▶ **TEXT SECTION**
Heterochromatin was also widely thought to be inert, despite the fact that it is dynamic, and there was, even then, considerable evidence of its importance in developmental processes. 177 As observed by Spencer Brown in his incisive 1966 paper: “Our present picture of gene action comes almost exclusively from microorganisms. It is a verbally simply one … the systems controlling gene regulation in higher organisms probably involve highly complex mechanisms necessary for developmental integration.” Among several considerations on the potential roles of heterochromatin, he noted the reports of chromatin associated RNAs and pondered regarding the abundant RNAs present exclusively in the nucleus that “Such observations would make sense if the genes in higher organisms were required to build complex machinery for their own control”. 177

Jim Peacock and colleagues pointed out in 1978:

In recent years it has become clear that specific genetic properties are attributable to heterochromatic regions of chromosomes and that the different segments of heterochromatin in a genome may have different properties … we present data, primarily from Drosophila, to show that the heterochromatin of each chromosome has a unique, segmental identity, and that DNA sequences in heterochromatin have, as do DNA sequences in euchromatin, defined patterns of conservation and change during evolution. We show that the properties discovered in Drosophila apply to other eukaryotes, including plants and mammals. 178

Put simply, the use of the frequency of lethal mutations by evolutionary theorists, the emphasis on negative selection to assess the extent of functionality of the genomes of complex organisms, and the assumptions that repetitive sequences and pseudogenes are non-functional were based on only rudimentary knowledge of molecular genetic information and were biased by emphasizing deleterious mutations over quantitative trait variations. It was conceptually primitive, but unfortunately influential.

Cloning and more advanced genetic mapping techniques t would later show the majority of mutations that cause severe phenotypic consequences in mammals map to protein-coding sequences – what might be called ‘catastrophic component damage’. However, the vast majority (~95%) of variations affecting complex traits – with few or only subtle effects on viability – occur outside of protein-coding sequences (Chapter 11). This is largely invisible to high-fitness-impact and lethality-based measures of genetic load but constitutes the more important component of phenotypic variability in natural populations.

▶ **ASSIGNMENT**
Answer these questions from the text on heterochromatin:
1. In what year was Spencer Brown's paper published?
2. From which organism did Jim Peacock and colleagues mainly draw their data?
3. About what share of variations affecting complex traits occur outside protein-coding sequences?

▶ **INFORMATION SUPPLIED**
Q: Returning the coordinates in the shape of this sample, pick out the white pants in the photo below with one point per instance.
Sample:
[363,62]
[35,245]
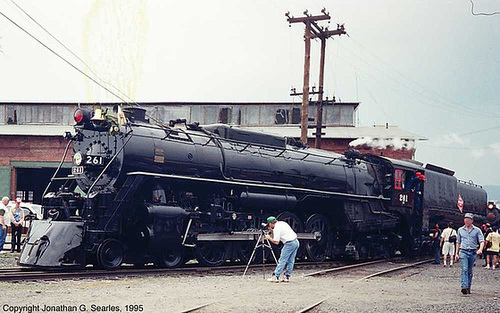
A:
[448,248]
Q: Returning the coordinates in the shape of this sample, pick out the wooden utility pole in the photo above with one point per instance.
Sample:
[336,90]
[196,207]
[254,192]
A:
[313,31]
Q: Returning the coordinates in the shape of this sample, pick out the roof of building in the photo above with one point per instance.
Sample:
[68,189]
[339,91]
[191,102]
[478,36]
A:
[35,130]
[147,104]
[380,132]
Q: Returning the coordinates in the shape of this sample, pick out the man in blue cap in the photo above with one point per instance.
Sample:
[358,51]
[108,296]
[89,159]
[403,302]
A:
[283,232]
[469,237]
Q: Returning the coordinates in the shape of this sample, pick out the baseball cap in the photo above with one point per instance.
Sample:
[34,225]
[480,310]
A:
[271,219]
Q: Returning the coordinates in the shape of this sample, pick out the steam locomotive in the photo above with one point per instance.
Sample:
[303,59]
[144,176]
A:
[143,192]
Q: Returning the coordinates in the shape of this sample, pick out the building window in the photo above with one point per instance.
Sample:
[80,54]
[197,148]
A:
[282,116]
[11,115]
[296,116]
[225,115]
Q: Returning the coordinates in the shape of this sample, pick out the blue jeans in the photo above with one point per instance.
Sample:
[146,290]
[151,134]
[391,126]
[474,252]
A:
[287,258]
[437,253]
[3,235]
[467,259]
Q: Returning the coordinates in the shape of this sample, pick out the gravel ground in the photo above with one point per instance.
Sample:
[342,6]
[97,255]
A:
[8,259]
[424,289]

▶ **ANSWER BOX**
1. 1966
2. Drosophila
3. About 95%